## PROBLEM REQUIREMENTS
How many lines in the records below contain the string "Target"? Reply with the number alone.

## EXTRACTED INFORMATION

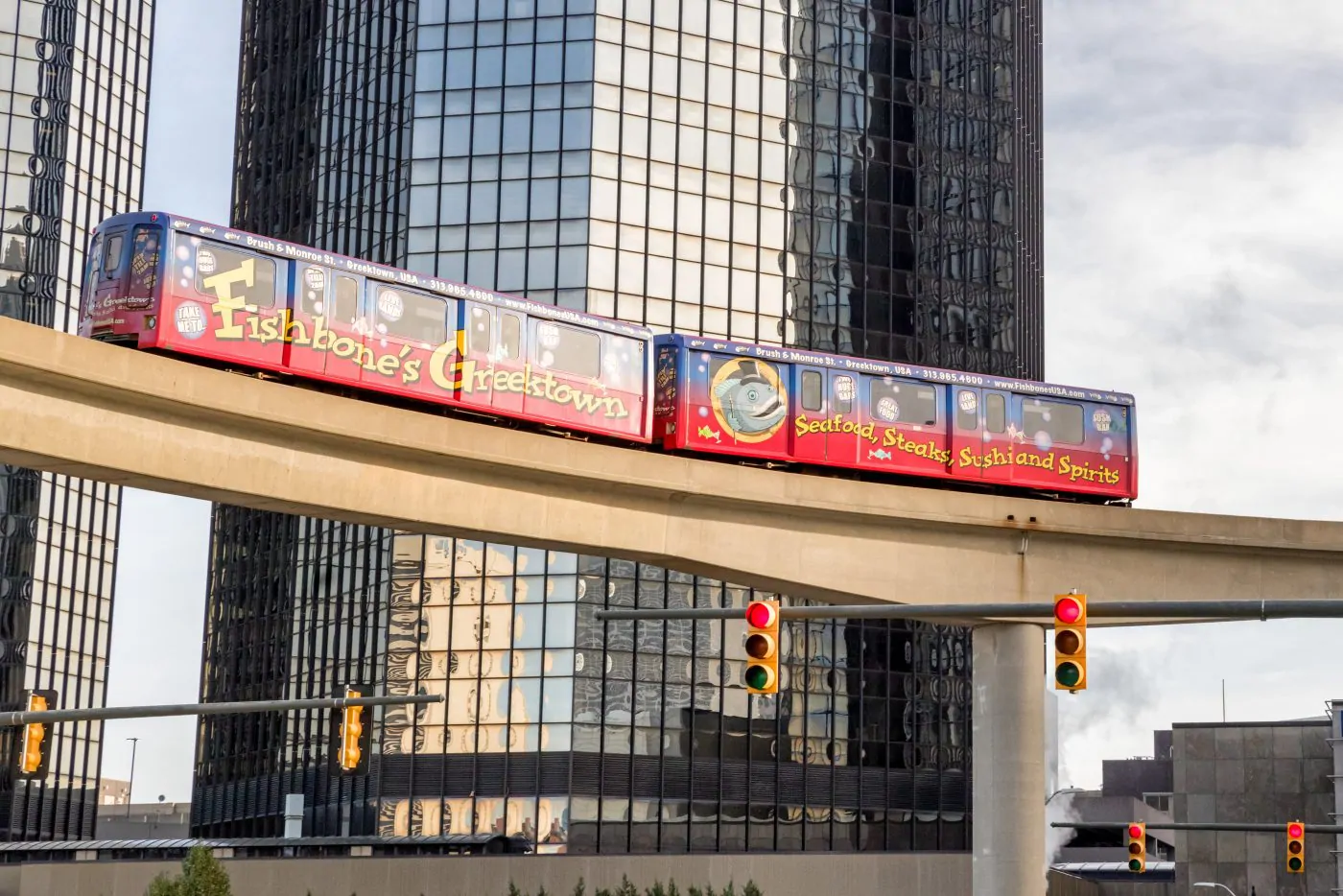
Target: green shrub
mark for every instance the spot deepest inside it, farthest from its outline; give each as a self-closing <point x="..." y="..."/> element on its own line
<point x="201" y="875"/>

...

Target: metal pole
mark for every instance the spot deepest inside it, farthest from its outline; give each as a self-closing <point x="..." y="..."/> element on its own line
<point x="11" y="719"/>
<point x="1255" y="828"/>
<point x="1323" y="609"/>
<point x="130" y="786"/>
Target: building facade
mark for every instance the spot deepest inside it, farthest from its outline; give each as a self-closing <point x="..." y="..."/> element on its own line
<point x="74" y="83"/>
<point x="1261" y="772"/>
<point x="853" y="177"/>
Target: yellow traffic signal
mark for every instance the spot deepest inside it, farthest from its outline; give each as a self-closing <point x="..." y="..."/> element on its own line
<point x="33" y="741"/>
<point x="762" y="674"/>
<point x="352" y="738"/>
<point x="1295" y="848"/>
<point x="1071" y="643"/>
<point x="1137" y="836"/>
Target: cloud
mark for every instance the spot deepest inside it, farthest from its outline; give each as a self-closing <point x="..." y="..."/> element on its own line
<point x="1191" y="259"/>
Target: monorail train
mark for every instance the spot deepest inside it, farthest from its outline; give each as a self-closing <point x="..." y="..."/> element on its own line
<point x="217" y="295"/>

## FINISHED TASK
6